Task objective
Give back exactly the lines from the one containing "Each instance receives one keypoint. Mark the parked" through the end of the records, including both, and no others.

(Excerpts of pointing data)

──────────────────────────────

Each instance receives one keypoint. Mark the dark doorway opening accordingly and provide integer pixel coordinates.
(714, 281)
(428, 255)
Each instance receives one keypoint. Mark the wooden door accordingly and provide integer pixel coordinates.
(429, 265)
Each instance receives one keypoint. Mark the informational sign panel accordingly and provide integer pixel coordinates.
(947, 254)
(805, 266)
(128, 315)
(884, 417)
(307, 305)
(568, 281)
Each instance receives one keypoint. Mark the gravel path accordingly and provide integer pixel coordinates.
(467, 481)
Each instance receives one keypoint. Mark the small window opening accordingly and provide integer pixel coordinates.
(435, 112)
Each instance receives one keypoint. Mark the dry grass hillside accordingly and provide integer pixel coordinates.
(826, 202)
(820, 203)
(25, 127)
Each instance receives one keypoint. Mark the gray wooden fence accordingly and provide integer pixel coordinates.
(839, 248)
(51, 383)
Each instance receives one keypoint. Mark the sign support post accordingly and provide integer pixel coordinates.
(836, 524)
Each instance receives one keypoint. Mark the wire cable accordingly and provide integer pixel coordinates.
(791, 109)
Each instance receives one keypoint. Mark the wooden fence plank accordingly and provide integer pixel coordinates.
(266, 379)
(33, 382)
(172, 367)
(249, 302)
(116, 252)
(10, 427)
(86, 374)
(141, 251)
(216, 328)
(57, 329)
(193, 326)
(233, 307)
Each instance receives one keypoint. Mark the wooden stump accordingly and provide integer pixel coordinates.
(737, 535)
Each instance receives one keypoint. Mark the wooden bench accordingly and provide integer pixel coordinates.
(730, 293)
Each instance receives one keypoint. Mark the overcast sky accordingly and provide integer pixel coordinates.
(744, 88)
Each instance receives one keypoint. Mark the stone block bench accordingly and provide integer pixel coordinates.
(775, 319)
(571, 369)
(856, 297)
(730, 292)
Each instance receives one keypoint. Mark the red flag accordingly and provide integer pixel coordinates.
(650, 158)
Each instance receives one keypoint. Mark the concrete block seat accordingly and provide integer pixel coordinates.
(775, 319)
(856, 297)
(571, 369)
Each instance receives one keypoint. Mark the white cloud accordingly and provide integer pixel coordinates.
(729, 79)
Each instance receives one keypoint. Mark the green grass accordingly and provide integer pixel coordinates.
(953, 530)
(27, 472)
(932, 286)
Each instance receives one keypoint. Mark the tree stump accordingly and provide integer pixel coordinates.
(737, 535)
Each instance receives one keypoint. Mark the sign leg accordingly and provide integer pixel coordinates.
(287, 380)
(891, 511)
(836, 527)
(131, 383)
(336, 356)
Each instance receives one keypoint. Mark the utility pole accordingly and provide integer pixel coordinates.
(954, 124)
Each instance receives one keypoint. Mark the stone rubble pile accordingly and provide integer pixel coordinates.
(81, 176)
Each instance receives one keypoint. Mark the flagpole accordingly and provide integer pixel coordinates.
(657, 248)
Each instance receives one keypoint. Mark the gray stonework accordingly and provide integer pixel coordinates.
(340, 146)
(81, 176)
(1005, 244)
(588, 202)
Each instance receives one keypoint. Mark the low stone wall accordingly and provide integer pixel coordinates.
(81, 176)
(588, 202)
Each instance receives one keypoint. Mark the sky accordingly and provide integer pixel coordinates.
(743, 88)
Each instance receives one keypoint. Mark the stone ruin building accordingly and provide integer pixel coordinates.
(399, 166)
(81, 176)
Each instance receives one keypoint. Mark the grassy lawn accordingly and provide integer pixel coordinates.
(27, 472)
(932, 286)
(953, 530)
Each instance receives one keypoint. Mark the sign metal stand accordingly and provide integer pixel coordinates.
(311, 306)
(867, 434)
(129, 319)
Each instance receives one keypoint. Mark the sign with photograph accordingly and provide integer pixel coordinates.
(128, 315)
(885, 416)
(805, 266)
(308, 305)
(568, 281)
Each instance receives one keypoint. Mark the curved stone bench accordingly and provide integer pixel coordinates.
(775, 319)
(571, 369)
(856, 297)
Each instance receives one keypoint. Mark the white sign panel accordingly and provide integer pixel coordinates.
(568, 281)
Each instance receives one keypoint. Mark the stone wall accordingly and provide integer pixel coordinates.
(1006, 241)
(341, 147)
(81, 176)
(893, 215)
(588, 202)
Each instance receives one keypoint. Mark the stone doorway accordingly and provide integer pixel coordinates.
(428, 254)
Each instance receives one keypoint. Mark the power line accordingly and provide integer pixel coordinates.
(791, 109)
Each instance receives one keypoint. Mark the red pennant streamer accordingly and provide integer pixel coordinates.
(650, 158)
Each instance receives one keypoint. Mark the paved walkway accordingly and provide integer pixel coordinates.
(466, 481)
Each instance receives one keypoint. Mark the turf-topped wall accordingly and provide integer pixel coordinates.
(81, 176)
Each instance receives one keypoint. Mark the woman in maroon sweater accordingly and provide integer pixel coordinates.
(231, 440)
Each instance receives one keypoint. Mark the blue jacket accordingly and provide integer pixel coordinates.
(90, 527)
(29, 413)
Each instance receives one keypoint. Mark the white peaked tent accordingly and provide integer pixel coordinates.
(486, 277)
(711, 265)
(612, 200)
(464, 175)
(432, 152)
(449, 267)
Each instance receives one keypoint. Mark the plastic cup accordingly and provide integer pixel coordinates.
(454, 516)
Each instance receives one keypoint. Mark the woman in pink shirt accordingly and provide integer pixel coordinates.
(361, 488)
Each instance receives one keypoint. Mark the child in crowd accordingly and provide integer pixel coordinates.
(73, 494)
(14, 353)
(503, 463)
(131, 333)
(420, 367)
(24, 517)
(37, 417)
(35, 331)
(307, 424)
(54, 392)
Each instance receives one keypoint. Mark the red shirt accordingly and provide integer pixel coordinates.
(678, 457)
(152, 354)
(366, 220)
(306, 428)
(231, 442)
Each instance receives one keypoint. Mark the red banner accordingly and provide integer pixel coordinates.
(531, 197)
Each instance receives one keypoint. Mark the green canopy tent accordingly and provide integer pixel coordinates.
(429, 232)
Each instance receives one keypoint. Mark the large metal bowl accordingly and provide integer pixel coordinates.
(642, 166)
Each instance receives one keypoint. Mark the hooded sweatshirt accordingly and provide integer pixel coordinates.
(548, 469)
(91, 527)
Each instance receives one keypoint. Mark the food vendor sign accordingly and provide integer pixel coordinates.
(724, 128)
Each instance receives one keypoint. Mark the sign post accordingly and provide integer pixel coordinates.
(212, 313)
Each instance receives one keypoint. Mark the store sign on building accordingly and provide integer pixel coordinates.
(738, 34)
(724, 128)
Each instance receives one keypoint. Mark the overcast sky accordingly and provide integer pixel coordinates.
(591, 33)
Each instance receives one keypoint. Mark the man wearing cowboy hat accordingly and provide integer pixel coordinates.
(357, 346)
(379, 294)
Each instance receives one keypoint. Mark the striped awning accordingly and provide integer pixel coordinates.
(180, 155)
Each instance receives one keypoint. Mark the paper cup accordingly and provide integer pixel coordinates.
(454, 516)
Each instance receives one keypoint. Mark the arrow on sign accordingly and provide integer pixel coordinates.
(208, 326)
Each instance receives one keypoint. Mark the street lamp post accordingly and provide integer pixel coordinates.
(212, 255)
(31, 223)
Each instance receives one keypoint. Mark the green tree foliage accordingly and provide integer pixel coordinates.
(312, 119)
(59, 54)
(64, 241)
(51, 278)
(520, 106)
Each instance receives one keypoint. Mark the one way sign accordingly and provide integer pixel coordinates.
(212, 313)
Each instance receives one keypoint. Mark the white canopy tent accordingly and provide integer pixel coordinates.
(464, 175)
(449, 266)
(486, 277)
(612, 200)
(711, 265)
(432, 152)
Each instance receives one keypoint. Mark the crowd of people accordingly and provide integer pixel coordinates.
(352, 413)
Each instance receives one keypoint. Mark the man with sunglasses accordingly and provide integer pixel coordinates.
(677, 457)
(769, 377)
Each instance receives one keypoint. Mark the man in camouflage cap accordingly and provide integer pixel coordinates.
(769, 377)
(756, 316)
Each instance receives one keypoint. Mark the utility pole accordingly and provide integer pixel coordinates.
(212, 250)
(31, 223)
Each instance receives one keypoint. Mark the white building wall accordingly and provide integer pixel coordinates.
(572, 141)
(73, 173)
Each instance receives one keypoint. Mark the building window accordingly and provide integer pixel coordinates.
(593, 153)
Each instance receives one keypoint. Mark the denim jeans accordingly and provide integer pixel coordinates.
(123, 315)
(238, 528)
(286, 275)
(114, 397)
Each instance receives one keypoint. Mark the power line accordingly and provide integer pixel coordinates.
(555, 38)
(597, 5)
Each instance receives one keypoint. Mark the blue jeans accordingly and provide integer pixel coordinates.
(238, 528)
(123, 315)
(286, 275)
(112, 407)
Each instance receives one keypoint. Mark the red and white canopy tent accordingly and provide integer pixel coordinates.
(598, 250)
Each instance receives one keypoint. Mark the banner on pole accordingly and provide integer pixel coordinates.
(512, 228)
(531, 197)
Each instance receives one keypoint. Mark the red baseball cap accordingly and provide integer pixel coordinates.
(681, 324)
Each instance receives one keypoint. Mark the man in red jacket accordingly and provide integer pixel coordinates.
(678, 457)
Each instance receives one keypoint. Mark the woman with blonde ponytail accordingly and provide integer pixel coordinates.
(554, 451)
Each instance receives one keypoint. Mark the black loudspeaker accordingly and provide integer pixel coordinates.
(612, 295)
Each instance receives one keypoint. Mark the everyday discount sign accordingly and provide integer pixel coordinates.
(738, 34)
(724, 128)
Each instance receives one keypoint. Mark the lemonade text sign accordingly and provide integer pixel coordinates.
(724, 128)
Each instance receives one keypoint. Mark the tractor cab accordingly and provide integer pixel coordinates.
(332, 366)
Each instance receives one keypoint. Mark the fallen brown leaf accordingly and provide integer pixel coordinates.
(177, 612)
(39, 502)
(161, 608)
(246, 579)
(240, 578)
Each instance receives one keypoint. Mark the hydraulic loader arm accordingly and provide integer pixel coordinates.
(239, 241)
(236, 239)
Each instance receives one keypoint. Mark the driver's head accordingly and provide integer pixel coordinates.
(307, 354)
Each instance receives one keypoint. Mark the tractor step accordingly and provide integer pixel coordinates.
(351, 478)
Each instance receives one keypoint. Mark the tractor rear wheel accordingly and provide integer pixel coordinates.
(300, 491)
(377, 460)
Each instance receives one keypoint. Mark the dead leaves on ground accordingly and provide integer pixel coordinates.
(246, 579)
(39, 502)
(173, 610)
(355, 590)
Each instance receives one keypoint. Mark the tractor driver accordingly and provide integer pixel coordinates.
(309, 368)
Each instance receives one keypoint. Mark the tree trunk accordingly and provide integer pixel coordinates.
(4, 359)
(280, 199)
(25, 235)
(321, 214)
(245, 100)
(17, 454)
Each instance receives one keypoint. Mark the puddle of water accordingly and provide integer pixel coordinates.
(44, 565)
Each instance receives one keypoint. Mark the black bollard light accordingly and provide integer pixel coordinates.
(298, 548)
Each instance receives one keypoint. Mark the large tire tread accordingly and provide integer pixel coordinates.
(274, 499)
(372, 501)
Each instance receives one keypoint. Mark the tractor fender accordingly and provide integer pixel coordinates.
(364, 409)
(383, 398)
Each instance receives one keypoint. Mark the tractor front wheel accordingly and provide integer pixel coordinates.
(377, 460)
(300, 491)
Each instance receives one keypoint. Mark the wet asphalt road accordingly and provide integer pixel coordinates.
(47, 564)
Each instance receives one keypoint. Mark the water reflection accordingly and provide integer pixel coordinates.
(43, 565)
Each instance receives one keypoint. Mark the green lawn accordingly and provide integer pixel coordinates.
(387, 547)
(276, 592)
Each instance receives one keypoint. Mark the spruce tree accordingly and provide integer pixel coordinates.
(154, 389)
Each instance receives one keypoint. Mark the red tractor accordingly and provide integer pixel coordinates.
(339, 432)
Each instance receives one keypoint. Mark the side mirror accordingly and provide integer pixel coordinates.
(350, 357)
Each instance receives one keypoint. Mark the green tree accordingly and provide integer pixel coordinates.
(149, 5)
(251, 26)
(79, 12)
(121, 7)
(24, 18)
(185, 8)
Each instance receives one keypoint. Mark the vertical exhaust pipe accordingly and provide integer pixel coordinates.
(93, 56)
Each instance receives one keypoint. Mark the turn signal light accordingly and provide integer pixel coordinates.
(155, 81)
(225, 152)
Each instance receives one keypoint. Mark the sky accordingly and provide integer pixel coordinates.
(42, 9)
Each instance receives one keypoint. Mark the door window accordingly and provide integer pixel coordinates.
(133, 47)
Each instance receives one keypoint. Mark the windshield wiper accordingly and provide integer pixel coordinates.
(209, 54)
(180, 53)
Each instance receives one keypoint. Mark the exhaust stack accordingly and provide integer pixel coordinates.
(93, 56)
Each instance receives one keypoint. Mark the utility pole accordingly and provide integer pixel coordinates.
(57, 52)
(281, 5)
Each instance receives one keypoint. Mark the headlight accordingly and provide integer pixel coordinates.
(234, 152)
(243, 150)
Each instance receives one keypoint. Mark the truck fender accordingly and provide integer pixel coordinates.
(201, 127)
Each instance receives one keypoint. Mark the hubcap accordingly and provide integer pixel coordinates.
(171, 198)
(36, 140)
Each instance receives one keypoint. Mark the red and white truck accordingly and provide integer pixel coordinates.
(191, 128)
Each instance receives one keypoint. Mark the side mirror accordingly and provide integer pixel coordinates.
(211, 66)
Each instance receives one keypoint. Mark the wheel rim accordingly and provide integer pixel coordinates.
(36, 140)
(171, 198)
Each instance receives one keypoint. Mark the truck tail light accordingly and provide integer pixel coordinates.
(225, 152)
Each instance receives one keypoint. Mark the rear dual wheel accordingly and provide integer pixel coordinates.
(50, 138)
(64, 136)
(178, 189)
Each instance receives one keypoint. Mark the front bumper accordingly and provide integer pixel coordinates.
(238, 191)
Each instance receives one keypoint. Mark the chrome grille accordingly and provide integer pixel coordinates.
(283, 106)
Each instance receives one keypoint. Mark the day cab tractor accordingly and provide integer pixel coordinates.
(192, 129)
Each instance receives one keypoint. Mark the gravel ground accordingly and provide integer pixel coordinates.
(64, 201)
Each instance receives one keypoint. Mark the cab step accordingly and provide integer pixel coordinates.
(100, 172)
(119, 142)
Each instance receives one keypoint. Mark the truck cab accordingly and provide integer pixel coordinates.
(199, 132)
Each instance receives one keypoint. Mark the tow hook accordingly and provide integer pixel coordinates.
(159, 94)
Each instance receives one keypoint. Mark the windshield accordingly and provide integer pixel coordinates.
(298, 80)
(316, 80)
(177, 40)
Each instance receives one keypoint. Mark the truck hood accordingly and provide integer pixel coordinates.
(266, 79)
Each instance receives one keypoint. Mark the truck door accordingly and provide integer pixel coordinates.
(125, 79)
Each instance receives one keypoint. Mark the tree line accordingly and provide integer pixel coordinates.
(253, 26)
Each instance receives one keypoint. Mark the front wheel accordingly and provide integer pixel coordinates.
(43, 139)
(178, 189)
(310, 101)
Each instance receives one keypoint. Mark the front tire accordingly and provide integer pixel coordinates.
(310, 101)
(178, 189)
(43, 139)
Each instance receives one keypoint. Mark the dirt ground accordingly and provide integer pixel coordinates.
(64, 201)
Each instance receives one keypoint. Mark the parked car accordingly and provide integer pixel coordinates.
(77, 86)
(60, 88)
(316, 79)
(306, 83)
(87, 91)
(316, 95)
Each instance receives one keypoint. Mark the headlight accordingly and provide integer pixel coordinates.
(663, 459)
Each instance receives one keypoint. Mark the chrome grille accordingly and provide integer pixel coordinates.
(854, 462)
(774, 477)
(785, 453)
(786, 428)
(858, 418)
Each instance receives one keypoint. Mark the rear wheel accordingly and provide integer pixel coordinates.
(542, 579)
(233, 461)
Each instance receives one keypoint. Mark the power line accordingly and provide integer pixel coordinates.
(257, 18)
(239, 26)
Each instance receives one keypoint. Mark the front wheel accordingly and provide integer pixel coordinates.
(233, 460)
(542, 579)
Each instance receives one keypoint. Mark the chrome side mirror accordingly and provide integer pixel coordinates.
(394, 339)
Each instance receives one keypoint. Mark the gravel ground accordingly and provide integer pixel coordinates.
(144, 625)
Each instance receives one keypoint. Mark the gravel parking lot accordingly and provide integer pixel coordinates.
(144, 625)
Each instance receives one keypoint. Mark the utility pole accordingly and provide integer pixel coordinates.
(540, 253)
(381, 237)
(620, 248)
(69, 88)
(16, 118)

──────────────────────────────

Response to this task
Each instance receives one keypoint. Mark the parked car accordingly and provide integer pixel coordinates.
(77, 86)
(60, 88)
(316, 79)
(306, 83)
(87, 91)
(316, 95)
Each instance receives one keypoint. Mark the headlight accordingly and provide integer pixel coordinates.
(663, 459)
Each instance receives one keypoint. Mark the chrome grille accordingly and provide integer pixel coordinates.
(854, 462)
(774, 477)
(785, 453)
(786, 428)
(858, 418)
Each instance receives one keypoint. Mark the rear wheel accordingly and provide integer pixel coordinates.
(542, 579)
(233, 461)
Each instance receives one keypoint. Mark the power line accordingly and provide integer pixel coordinates.
(257, 18)
(239, 26)
Each instance receives one keypoint. Mark the front wheel accordingly and provide integer pixel coordinates.
(233, 460)
(542, 579)
Each instance receives one keypoint. Mark the chrome side mirror accordingly and provide integer pixel coordinates.
(394, 339)
Each instance receives one keypoint. Mark the gravel ground accordingly and provide integer pixel coordinates.
(144, 625)
Each instance receives one keypoint. Mark the gravel parking lot accordingly and provide integer pixel coordinates.
(144, 625)
Each instance receives one keypoint. Mark the utility pole accordingly and provide integer pixel coordinates.
(540, 253)
(381, 237)
(620, 248)
(69, 88)
(16, 118)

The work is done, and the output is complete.